DOCUMENT PASSAGE
===============

Like all of you I am being inconvenienced by the corona virus pandemic. Well, that's hardly fair. I'm being inconvenienced but a lot of people are having their paychecks, retirement accounts and small businesses severely tested.
This too shall pass, although nobody knows exactly when. Everyone hopes that days of sunshine and warmth will cause the virus to slink off the stage.
There's a lot of anxiety out there. More than I remember in the previous such incidents. Oh yes, this is not the first time I've been around when the First Horseman is supposedly galloping into town.
I have vague memories of polio. This now extinct disease was once among the great terrors of parenthood. It hit young children. It paralyzed them. They died or lived in iron lungs. In its own way this was far scarier than old people dying. I would jump in front of a bus for my grandchildren. I would do the same for yours.

===============

PROVIDED DATA
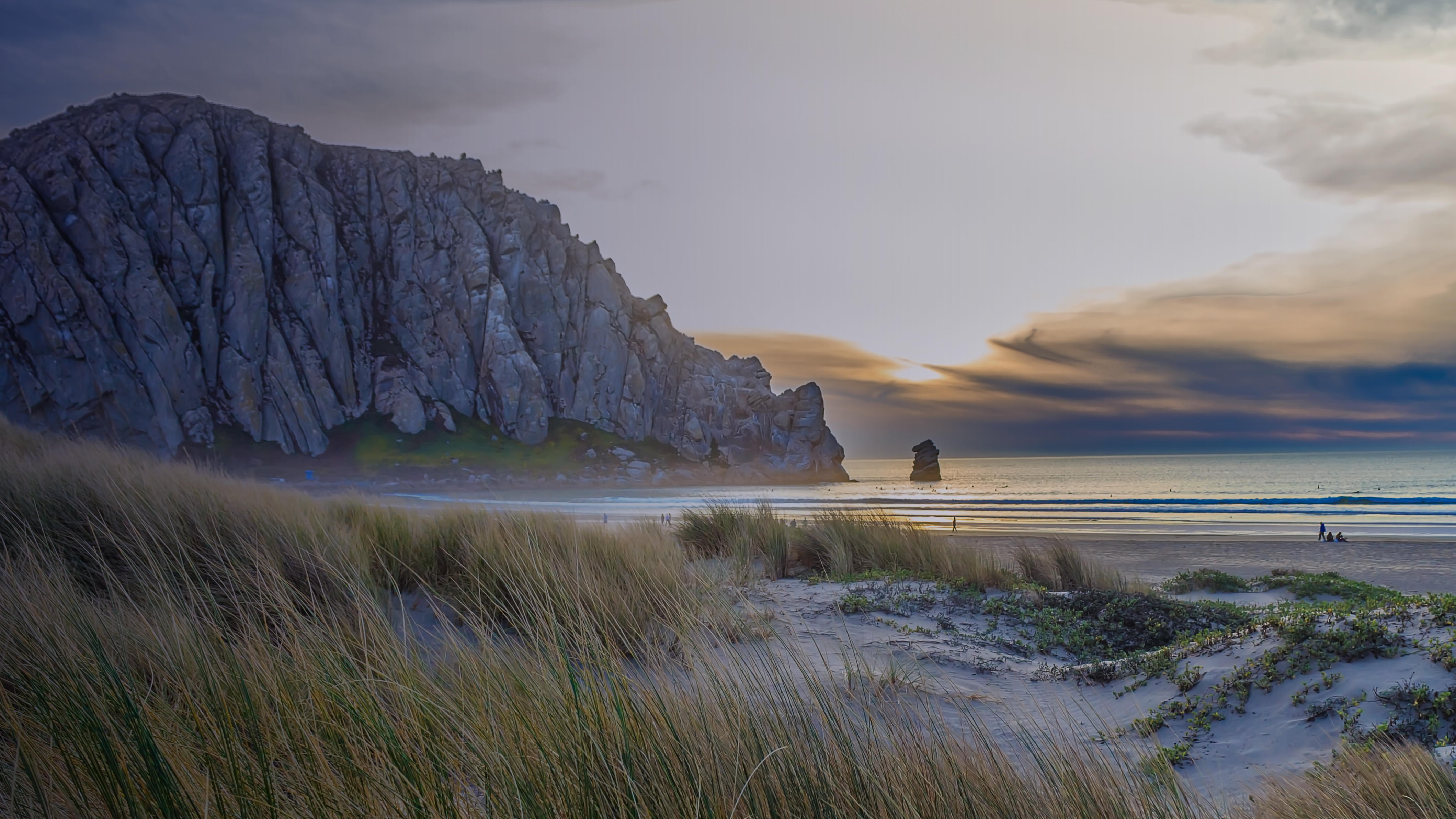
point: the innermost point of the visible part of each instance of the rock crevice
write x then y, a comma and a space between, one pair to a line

===============

WORK ORDER 1
In the pandemic essay, list every item the writer says many people are having severely tested.
WORK ORDER 2
Carry on the pandemic essay from its final sentence.

RESULT 1
- paychecks
- retirement accounts
- small businesses

RESULT 2
I recall when still very young hearing that you should not run through a water sprinkler on a hot day. Because that caused polio. At the time this was just the lingering "after rumor" from an earlier era where it was only vaguely understood that the virus could be water borne. I might have gotten the first inactivated polio vaccine in the late 1950s. I do remember getting the oral "attenuated virus" vaccine when it became available circa 1961. There was a tiny paper cup half full of pink liquid. I was in the basement of a school. I swigged the stuff down and wondered why it did not taste much like medicine.
My next brush with Pandemic was in 1976. A strain of the H1N1 influenza appeared out of nowhere and killed a military recruit in Fort Dix New Jersey. It was feared that this was the same strain as had caused the great 1918 Spanish Influenza pandemic that had killed unimaginable numbers of people.
Then President Gerald Ford took action. A vaccine was rolled out. His own sleeve was rolled up, and he publically got vaccinated. I did too, in the student union of my college. I remember very little of this. Just standing in line. And that the student union building was so aesthetically atrocious that it offended my sensibilities even at a time when I sported large sideburns and wearing way too much polyester....
The Swine Flu pandemic never got off the ground. Did the vaccine turn the tide? One hopes so, as it had a legacy of - still controversial - causing a number of cases of vaccine related paralysis.
Since then the science has gotten better and the general nature of mankind has gotten sillier.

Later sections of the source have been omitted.